** Start of The input **

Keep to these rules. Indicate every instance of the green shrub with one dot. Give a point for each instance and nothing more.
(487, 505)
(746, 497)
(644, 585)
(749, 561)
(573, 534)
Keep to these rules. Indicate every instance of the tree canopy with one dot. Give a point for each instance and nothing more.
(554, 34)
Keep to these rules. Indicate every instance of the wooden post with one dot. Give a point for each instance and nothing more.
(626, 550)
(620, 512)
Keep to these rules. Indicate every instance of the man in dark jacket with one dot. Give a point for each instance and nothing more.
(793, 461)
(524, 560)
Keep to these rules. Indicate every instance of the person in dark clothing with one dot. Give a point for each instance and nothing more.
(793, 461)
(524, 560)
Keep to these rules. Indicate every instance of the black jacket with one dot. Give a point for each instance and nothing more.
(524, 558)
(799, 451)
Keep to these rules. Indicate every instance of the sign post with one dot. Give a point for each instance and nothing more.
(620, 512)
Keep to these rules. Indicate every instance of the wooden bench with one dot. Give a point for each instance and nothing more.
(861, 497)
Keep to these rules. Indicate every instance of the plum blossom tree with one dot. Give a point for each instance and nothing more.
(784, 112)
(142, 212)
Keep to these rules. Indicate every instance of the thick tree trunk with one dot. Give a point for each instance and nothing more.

** End of The input **

Please copy every line of the records above verbatim, leaving nothing out and changing nothing.

Keep to these rules. Indicate every instance of the green shrub with one dot. Give a point for each instance and nothing more.
(487, 505)
(746, 497)
(644, 585)
(749, 561)
(573, 534)
Keep to these rules. Indicate every instance of the tree canopy with one dot. Give a point for each instance and nothing more.
(554, 34)
Keep to these rules. Indicate every instance of the wooden post with one dot. Give a point for each instance and nothing more.
(626, 550)
(620, 512)
Keep to these rules. Indicate every instance of the man in dark jacket with one dot. Give a point for each instance and nothing more.
(793, 461)
(524, 560)
Keep to these rules. Indicate every instance of the person in dark clothing with one dot. Give a point for each instance and nothing more.
(793, 461)
(524, 560)
Keep to these rules. Indicate every instance of the black jacket with one dot. Give a point for each instance and nothing more.
(524, 558)
(799, 451)
Keep to these rules. Indicate every instance of the sign post with one dot. Give a point for each instance and nothing more.
(620, 512)
Keep to these rules. Indicate every instance of the wooden bench with one dot. Give a point for each instance and nothing more.
(861, 497)
Keep to these rules. Indicate every instance of the plum blossom tree with one dot. Give a point for each instance and nothing more.
(784, 112)
(142, 212)
Keep to these rules. Indicate every instance of the thick tree trunk with one dot. Give a point for each instance and nothing more.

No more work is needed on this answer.